SOURCE MATERIAL:
□ □ □ □ □
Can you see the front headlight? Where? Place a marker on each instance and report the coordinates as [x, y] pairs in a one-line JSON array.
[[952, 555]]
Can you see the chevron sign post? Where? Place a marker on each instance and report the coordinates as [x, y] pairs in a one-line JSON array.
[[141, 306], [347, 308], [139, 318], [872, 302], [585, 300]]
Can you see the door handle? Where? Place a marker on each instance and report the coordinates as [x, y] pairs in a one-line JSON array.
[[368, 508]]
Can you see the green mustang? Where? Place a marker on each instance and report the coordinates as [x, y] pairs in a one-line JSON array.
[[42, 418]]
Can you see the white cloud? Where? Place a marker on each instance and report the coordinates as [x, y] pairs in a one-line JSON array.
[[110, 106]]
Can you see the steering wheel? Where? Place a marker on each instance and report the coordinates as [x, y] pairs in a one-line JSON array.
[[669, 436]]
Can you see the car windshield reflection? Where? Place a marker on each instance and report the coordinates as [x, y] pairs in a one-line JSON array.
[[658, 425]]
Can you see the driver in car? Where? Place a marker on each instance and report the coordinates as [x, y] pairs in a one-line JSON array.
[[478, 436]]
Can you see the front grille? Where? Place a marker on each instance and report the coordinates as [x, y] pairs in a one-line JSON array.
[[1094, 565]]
□ □ □ □ □
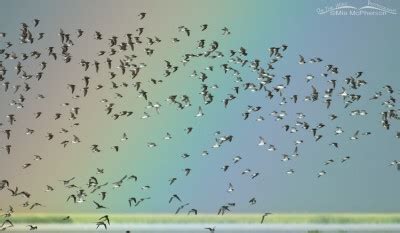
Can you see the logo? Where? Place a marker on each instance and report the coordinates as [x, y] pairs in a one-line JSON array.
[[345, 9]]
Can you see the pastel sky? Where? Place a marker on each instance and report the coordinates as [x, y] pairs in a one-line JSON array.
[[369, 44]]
□ □ □ □ □
PROMPT:
Put the items from the line with "Can you see the driver" to the line with "[[478, 436]]" into a two-column CSV headed item_text and answer, with one row per item. Place each item's text and its answer in their own quoted fields, and replace any line breaks with spaces.

TASK OUTPUT:
item_text,answer
"Can you see the driver in car? Where? Place a marker on each instance and report the coordinates as [x, y] pairs in a one-line JSON array.","[[478, 436]]"